◆ EXERCISES:
1) In the discussion on multi-GPU scaling, on which cluster is @aklocker42 reporting very poor scaling performance?
2) Reproduce word for word the passage of the multi-GPU scaling discussion that begins at the words "This is also" and stops after "Norwegian cluster, Olivia.".

◆ EXTRACTED TEXT:
##########

Scaling of a `ClimaOcean` simulation on multiple GPUs #665

simone-silvestri · 2025-10-20T10:22:57Z

simone-silvestri
Oct 20, 2025
Maintainer

Now that the repository is a bit more mature, there is interest in running global ocean simulations on multiple GPUs.
Unfortunately, MPI simulations are a bit trickier than your typical run-of-the-mill julia simulation, and especially, the performance results might be machine dependent (which, in general, is not what we want).

With @taimoorsohail, we have decided to open a discussion to share nsys reports running the SAME simulation across different machines, so that we can figure out if the performance is machine-dependent or if there is something to fix and where.
This is also interesting for @aklocker42, who is reporting very poor scaling performance trying to run a distributed simulation on the new Norwegian cluster, Olivia.

For whoever wants to investigate the reports we will post on this thread, they can be opened using the Nvidia Nsight System software, which can be downloaded from this link.

The test we have landed on is a one-third-of-a-degree ocean simulation on a tripolar grid.
The script we are running is this one.

using MPI
using CUDA
using NVTX

MPI.Init()
using Oceananigans
using Oceananigans.Units
using Oceananigans.DistributedComputations
using Printf
using ClimaOcean

if MPI.Comm_size(MPI.COMM_WORLD) == 1
    arch = GPU()
else
    arch = Distributed(GPU(); partition = Partition(y = DistributedComputations.Equal()), synchronized_communication=false)

##########

◆ RECORD LIST:

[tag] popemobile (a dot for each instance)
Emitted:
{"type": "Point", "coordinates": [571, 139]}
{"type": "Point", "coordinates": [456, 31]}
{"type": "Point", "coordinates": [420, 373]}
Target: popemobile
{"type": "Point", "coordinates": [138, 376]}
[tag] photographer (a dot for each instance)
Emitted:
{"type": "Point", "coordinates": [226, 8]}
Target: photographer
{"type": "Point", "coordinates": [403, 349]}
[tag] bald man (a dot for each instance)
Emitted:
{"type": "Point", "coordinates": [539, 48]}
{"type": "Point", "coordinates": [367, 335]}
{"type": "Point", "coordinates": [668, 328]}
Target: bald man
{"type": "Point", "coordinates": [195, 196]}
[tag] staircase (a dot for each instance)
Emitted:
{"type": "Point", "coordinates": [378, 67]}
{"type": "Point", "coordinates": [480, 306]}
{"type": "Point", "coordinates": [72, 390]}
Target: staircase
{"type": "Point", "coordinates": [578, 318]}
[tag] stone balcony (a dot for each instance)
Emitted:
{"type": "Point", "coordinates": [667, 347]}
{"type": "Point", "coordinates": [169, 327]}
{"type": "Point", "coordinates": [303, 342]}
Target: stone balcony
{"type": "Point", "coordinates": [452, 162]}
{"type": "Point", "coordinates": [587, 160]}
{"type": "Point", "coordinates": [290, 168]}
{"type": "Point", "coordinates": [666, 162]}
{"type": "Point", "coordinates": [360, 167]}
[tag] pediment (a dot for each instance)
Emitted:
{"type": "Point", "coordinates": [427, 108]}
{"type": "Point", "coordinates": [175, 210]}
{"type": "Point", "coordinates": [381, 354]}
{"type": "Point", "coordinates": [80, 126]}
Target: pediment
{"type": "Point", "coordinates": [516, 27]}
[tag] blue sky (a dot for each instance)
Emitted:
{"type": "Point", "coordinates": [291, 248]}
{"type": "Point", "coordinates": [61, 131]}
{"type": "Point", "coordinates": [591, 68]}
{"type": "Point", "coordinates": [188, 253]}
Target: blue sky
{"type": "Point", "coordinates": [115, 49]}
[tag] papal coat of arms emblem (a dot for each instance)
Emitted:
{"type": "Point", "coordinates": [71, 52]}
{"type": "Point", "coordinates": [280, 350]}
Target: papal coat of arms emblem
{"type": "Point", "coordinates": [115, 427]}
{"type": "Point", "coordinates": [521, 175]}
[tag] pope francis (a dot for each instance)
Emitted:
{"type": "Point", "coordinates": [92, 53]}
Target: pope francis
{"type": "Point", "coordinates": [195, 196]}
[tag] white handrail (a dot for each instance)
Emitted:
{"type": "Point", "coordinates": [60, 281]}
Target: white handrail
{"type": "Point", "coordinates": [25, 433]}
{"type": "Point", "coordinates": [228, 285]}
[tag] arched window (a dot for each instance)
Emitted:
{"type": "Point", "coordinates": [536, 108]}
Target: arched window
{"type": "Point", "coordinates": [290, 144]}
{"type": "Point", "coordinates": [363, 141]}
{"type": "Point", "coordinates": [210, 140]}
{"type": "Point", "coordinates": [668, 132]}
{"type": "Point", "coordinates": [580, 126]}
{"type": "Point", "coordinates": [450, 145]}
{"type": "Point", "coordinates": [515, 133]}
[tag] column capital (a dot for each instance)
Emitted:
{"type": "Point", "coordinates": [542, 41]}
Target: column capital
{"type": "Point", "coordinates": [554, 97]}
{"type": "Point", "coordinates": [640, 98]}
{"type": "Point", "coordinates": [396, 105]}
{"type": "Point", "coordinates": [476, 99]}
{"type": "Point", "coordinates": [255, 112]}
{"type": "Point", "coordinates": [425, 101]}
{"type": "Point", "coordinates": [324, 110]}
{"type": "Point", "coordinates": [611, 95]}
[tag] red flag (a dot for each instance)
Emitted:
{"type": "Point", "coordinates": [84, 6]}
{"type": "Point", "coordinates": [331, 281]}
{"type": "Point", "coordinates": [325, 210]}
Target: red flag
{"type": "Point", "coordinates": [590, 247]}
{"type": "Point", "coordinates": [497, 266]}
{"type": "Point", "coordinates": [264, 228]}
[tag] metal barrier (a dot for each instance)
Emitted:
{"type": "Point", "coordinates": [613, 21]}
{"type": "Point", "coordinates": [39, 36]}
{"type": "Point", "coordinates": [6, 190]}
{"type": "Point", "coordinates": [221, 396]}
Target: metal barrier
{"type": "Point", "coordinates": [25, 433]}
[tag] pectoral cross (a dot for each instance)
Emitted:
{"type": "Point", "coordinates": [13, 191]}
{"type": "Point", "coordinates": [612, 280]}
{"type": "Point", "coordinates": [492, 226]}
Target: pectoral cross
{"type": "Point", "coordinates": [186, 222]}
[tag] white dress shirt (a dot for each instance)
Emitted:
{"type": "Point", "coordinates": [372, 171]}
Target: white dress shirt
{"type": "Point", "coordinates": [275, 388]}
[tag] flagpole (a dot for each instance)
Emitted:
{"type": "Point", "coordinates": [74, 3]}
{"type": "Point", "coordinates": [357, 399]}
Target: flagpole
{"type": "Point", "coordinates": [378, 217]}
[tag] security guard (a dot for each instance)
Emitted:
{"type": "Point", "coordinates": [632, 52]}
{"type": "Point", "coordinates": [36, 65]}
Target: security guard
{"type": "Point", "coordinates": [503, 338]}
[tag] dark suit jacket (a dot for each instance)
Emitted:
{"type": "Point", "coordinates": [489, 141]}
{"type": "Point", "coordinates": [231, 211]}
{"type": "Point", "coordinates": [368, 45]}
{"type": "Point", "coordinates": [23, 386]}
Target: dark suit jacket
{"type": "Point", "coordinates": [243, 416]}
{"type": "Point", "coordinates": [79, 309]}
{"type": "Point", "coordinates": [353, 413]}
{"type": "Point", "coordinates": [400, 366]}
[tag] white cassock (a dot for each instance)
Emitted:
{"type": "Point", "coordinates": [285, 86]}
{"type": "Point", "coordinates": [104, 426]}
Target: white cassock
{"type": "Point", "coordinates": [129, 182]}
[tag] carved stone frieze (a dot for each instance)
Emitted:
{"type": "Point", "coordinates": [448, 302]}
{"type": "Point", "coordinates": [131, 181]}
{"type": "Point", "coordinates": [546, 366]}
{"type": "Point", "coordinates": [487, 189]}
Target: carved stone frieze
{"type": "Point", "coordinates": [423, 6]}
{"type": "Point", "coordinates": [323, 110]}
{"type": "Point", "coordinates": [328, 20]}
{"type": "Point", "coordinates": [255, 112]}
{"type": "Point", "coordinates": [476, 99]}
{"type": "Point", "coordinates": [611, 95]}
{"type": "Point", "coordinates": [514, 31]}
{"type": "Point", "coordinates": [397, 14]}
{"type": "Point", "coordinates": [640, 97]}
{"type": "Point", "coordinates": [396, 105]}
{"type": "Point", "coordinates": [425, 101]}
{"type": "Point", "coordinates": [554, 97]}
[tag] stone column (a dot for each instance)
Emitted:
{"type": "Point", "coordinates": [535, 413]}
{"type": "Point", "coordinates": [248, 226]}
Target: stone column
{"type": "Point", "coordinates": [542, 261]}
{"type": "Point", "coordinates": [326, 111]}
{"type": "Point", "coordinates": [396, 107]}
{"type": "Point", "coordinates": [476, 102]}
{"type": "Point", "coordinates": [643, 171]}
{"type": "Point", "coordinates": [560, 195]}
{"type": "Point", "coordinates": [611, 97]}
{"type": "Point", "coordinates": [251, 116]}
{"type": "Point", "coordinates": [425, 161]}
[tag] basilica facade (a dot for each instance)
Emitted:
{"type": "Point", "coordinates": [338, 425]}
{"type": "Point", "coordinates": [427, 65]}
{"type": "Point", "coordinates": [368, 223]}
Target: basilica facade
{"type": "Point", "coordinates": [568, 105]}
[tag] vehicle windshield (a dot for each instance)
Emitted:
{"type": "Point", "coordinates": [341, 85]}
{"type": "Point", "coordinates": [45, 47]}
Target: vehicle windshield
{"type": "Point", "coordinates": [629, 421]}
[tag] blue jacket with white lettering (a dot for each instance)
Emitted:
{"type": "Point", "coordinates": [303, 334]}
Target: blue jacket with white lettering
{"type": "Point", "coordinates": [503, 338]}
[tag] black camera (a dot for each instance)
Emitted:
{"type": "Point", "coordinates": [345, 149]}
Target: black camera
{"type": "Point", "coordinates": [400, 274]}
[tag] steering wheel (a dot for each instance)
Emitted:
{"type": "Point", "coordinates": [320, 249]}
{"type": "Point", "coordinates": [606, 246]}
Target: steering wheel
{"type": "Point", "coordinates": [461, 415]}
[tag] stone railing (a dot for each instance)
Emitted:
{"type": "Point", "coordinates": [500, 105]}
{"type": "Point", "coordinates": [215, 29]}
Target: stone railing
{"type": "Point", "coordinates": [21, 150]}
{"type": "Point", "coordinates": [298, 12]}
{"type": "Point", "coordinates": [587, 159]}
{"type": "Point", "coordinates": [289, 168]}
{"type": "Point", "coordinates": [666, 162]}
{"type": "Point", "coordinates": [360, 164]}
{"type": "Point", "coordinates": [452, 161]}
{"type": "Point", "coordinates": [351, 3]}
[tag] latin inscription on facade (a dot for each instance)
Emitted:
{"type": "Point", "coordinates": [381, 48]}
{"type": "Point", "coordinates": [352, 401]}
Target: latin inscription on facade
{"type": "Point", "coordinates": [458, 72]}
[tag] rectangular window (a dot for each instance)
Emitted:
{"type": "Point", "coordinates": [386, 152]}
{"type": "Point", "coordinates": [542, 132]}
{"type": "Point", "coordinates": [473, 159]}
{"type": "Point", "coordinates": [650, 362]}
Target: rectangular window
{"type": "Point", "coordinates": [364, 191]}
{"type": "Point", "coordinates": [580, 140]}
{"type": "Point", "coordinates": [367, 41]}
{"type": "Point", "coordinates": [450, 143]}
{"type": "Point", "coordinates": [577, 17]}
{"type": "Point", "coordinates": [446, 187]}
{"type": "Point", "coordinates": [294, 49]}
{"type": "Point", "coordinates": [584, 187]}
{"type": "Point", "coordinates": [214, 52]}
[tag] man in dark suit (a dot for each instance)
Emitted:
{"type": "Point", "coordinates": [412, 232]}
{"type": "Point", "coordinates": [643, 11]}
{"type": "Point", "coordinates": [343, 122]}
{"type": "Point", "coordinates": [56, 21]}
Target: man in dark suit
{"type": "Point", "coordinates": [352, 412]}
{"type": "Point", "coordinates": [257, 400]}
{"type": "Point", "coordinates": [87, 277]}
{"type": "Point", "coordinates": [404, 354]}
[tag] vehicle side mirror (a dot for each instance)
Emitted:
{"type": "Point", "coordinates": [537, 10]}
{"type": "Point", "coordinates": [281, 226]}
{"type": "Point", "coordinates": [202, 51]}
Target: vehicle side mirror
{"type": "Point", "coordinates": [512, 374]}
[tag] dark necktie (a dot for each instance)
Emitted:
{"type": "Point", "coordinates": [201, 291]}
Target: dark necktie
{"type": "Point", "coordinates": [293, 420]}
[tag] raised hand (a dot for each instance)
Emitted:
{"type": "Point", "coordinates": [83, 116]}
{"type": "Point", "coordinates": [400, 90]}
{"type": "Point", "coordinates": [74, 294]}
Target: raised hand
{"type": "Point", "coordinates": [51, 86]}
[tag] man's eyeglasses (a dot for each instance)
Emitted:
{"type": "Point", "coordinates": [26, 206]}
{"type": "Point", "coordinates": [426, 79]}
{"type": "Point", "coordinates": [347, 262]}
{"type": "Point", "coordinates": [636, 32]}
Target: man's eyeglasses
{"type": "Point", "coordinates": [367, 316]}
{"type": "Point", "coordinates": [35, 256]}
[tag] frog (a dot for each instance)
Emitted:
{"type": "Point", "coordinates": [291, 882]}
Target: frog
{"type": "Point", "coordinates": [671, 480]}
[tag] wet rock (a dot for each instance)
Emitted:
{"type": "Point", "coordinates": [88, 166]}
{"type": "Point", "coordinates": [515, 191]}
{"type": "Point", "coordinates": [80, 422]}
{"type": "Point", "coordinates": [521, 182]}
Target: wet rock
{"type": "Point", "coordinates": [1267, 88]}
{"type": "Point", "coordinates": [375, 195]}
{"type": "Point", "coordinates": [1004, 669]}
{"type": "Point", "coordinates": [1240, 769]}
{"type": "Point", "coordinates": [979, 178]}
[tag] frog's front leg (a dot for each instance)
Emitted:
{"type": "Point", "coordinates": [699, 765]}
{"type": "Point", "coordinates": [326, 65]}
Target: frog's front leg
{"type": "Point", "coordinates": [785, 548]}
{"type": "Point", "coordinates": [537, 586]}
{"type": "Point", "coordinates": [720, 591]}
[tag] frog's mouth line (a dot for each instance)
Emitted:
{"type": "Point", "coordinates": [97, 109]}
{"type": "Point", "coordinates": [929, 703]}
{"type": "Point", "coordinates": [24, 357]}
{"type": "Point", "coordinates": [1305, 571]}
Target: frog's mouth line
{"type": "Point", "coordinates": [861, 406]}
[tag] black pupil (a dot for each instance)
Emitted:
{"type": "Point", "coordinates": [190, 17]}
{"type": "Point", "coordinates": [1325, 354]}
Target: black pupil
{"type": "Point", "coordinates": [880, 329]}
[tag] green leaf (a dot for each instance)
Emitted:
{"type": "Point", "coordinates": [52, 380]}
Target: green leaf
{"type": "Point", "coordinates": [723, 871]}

##########

◆ SOLUTION LIST:
1) The new Norwegian cluster, Olivia.

2)
This is also interesting for @aklocker42, who is reporting very poor scaling performance trying to run a distributed simulation on the new Norwegian cluster, Olivia.